[Records from a collection]
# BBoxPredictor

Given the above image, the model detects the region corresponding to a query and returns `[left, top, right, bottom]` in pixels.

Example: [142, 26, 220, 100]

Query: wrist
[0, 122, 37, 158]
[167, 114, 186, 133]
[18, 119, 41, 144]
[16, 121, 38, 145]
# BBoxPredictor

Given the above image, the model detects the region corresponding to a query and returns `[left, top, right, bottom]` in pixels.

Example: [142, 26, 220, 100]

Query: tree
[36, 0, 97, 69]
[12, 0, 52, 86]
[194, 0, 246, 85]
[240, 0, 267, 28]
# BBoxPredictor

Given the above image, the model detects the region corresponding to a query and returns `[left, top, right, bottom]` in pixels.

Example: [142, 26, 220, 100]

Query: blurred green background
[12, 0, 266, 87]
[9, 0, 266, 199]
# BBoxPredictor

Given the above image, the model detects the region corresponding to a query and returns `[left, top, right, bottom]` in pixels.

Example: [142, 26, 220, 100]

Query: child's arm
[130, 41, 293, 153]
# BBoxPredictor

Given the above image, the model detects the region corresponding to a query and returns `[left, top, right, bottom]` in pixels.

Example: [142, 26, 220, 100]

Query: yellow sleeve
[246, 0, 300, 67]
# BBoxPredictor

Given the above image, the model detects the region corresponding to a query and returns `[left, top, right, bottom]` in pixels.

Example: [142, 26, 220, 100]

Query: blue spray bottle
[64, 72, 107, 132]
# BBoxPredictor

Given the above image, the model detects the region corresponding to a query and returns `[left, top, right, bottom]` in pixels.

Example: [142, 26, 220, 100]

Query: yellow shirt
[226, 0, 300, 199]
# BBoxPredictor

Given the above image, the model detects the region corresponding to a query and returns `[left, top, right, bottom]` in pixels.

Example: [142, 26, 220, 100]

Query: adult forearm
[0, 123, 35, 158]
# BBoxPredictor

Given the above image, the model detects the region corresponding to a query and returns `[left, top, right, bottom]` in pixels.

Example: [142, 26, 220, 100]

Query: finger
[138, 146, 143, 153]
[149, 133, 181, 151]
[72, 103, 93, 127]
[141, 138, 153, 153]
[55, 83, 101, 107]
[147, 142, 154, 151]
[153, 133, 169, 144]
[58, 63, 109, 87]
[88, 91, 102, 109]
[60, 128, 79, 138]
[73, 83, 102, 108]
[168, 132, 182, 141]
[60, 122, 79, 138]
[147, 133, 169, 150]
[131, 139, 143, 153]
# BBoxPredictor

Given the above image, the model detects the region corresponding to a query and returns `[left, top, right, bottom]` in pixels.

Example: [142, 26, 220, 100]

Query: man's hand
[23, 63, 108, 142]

• [Required work]
Using the data above, repeat every line exactly.

• [Result of the exercise]
# BBoxPredictor

Given the above image, the model detects the region corresponding to a query and returns `[left, top, right, bottom]` in pixels.

Example: [142, 26, 220, 100]

Query: wrist
[0, 122, 37, 158]
[167, 114, 186, 133]
[18, 119, 41, 144]
[16, 121, 38, 145]
# BBoxPredictor

Given the above image, the model detects the region corresponding to a query and returns `[left, top, right, bottom]` in pixels.

Example: [142, 26, 220, 100]

Query: tree
[36, 0, 97, 69]
[12, 0, 52, 86]
[194, 0, 246, 85]
[240, 0, 267, 28]
# BBoxPredictor

Given the above image, the model detects the region corresponding to a query and returns `[left, top, right, bottom]` in pixels.

Example: [142, 26, 220, 100]

Query: blurred green background
[12, 0, 266, 87]
[9, 0, 266, 199]
# BBoxPredictor

Given the above image, the model detects the region corresponding to a query and returns `[left, top, right, bottom]` in pixels.

Example: [142, 26, 220, 100]

Query: child's arm
[130, 41, 293, 153]
# BBoxPredictor

Given the above image, the model detects the region corresponding to a query and returns `[left, top, right, bottom]` in pixels.

Example: [142, 26, 220, 100]

Query: yellow sleeve
[246, 0, 300, 67]
# BBoxPredictor

Given the above image, the model detects the region corresponding to a query and returns `[left, top, right, bottom]` in pixels.

Example: [142, 26, 220, 100]

Query: blue spray bottle
[64, 72, 107, 132]
# BBoxPredictor

Given the above image, the model detects the region corresponding to a query and returns `[left, top, right, bottom]` in pixels.

Example: [142, 26, 220, 100]

Query: yellow shirt
[226, 0, 300, 199]
# BBoxPredictor

Given the above image, the model detects the region corresponding to a query and returns `[left, top, right, bottom]` in pixels.

Example: [142, 26, 220, 100]

Query: adult forearm
[0, 123, 35, 158]
# BBoxPredictor

Given the above image, the model detects the region corresponding to a query and returns `[left, top, right, bottom]` in pixels.

Example: [142, 26, 220, 100]

Query: finger
[138, 146, 143, 153]
[149, 133, 181, 151]
[72, 103, 93, 127]
[141, 138, 153, 153]
[55, 83, 101, 107]
[147, 142, 154, 151]
[153, 133, 169, 144]
[58, 63, 109, 87]
[88, 91, 102, 109]
[60, 128, 79, 138]
[73, 83, 102, 108]
[168, 132, 182, 141]
[60, 122, 79, 138]
[147, 133, 169, 150]
[131, 139, 143, 153]
# BBoxPredictor

Given the above image, the model detects the region corresponding to a query and returns `[left, top, right, bottom]` in pixels.

Example: [142, 26, 220, 100]

Query: man's hand
[23, 63, 108, 142]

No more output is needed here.